RECORDS PROVIDED Block Start

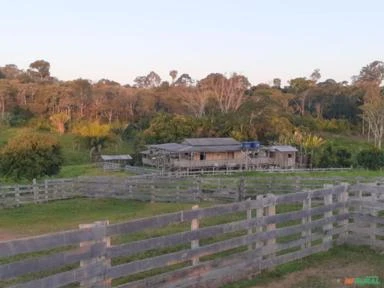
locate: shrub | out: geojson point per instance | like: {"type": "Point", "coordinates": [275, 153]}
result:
{"type": "Point", "coordinates": [372, 159]}
{"type": "Point", "coordinates": [335, 157]}
{"type": "Point", "coordinates": [30, 156]}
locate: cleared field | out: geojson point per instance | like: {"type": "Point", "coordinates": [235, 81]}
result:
{"type": "Point", "coordinates": [323, 270]}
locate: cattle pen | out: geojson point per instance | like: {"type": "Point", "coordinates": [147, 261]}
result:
{"type": "Point", "coordinates": [202, 247]}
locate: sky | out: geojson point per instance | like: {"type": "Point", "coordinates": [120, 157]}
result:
{"type": "Point", "coordinates": [261, 39]}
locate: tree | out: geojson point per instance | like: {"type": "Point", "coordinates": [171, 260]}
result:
{"type": "Point", "coordinates": [184, 80]}
{"type": "Point", "coordinates": [173, 74]}
{"type": "Point", "coordinates": [95, 135]}
{"type": "Point", "coordinates": [41, 67]}
{"type": "Point", "coordinates": [369, 80]}
{"type": "Point", "coordinates": [152, 80]}
{"type": "Point", "coordinates": [277, 83]}
{"type": "Point", "coordinates": [30, 155]}
{"type": "Point", "coordinates": [169, 128]}
{"type": "Point", "coordinates": [195, 99]}
{"type": "Point", "coordinates": [372, 159]}
{"type": "Point", "coordinates": [300, 87]}
{"type": "Point", "coordinates": [315, 76]}
{"type": "Point", "coordinates": [59, 120]}
{"type": "Point", "coordinates": [82, 92]}
{"type": "Point", "coordinates": [228, 92]}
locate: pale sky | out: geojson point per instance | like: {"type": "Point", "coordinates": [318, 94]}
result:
{"type": "Point", "coordinates": [120, 40]}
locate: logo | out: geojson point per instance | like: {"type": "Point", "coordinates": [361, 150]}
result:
{"type": "Point", "coordinates": [369, 280]}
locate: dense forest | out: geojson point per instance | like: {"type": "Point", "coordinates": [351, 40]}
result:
{"type": "Point", "coordinates": [155, 110]}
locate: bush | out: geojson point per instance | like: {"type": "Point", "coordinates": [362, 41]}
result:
{"type": "Point", "coordinates": [334, 125]}
{"type": "Point", "coordinates": [30, 156]}
{"type": "Point", "coordinates": [335, 157]}
{"type": "Point", "coordinates": [372, 159]}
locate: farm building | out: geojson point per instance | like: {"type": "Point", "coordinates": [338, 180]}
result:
{"type": "Point", "coordinates": [195, 153]}
{"type": "Point", "coordinates": [114, 162]}
{"type": "Point", "coordinates": [216, 153]}
{"type": "Point", "coordinates": [281, 156]}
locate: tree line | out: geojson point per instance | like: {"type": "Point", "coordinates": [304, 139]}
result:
{"type": "Point", "coordinates": [155, 110]}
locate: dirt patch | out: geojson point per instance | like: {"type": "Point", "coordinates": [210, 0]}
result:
{"type": "Point", "coordinates": [327, 275]}
{"type": "Point", "coordinates": [6, 235]}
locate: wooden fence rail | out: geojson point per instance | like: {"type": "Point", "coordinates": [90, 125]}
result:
{"type": "Point", "coordinates": [165, 189]}
{"type": "Point", "coordinates": [202, 247]}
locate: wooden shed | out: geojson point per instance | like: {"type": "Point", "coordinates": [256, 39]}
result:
{"type": "Point", "coordinates": [282, 156]}
{"type": "Point", "coordinates": [195, 153]}
{"type": "Point", "coordinates": [115, 162]}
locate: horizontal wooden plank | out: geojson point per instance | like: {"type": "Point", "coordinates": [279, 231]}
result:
{"type": "Point", "coordinates": [367, 204]}
{"type": "Point", "coordinates": [212, 231]}
{"type": "Point", "coordinates": [49, 241]}
{"type": "Point", "coordinates": [366, 242]}
{"type": "Point", "coordinates": [184, 255]}
{"type": "Point", "coordinates": [38, 264]}
{"type": "Point", "coordinates": [367, 218]}
{"type": "Point", "coordinates": [64, 278]}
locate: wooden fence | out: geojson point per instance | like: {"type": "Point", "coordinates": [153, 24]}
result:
{"type": "Point", "coordinates": [199, 247]}
{"type": "Point", "coordinates": [16, 195]}
{"type": "Point", "coordinates": [165, 189]}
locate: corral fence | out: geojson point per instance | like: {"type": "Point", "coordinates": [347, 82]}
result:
{"type": "Point", "coordinates": [202, 247]}
{"type": "Point", "coordinates": [165, 188]}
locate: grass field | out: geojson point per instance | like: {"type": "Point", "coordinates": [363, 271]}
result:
{"type": "Point", "coordinates": [323, 270]}
{"type": "Point", "coordinates": [317, 271]}
{"type": "Point", "coordinates": [34, 219]}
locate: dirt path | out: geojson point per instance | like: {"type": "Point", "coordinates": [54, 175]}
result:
{"type": "Point", "coordinates": [325, 276]}
{"type": "Point", "coordinates": [6, 235]}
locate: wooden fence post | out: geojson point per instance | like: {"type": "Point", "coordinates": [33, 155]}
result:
{"type": "Point", "coordinates": [153, 194]}
{"type": "Point", "coordinates": [327, 228]}
{"type": "Point", "coordinates": [307, 204]}
{"type": "Point", "coordinates": [259, 228]}
{"type": "Point", "coordinates": [130, 190]}
{"type": "Point", "coordinates": [35, 191]}
{"type": "Point", "coordinates": [17, 195]}
{"type": "Point", "coordinates": [343, 198]}
{"type": "Point", "coordinates": [270, 211]}
{"type": "Point", "coordinates": [241, 189]}
{"type": "Point", "coordinates": [195, 243]}
{"type": "Point", "coordinates": [249, 217]}
{"type": "Point", "coordinates": [372, 225]}
{"type": "Point", "coordinates": [99, 230]}
{"type": "Point", "coordinates": [46, 189]}
{"type": "Point", "coordinates": [297, 184]}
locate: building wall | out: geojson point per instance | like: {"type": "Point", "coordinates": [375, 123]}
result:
{"type": "Point", "coordinates": [281, 159]}
{"type": "Point", "coordinates": [218, 155]}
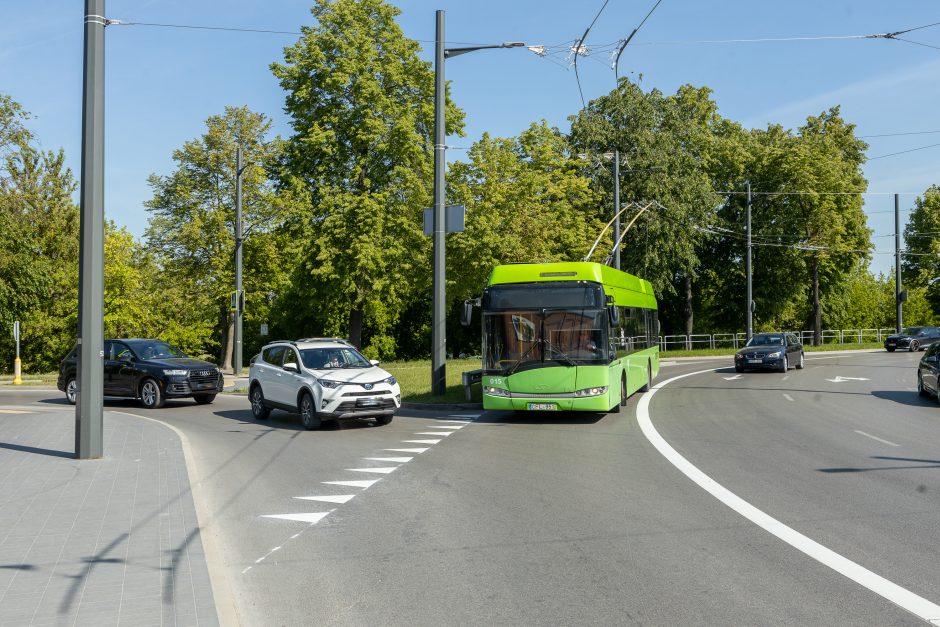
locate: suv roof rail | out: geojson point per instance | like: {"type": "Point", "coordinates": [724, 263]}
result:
{"type": "Point", "coordinates": [325, 339]}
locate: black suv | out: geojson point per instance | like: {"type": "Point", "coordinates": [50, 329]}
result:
{"type": "Point", "coordinates": [150, 370]}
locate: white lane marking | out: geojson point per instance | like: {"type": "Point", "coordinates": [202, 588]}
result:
{"type": "Point", "coordinates": [312, 518]}
{"type": "Point", "coordinates": [382, 471]}
{"type": "Point", "coordinates": [334, 498]}
{"type": "Point", "coordinates": [917, 605]}
{"type": "Point", "coordinates": [868, 435]}
{"type": "Point", "coordinates": [365, 483]}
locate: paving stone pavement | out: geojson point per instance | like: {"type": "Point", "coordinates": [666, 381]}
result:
{"type": "Point", "coordinates": [113, 541]}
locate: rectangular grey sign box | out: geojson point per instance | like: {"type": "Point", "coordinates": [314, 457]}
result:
{"type": "Point", "coordinates": [453, 219]}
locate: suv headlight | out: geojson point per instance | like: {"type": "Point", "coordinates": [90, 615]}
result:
{"type": "Point", "coordinates": [598, 391]}
{"type": "Point", "coordinates": [496, 391]}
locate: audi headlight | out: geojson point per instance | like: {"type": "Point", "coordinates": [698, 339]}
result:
{"type": "Point", "coordinates": [598, 391]}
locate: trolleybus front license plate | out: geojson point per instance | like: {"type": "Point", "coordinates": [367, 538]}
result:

RECORDS PROVIDED Block End

* **YOUR TASK**
Report every line from the material above that mentions the word "headlight".

* **ANSWER FOR THE TASK**
locate: suv headlight | out: geojson point per instance | like: {"type": "Point", "coordinates": [90, 615]}
locate: audi headlight | out: geojson point per instance | like: {"type": "Point", "coordinates": [698, 339]}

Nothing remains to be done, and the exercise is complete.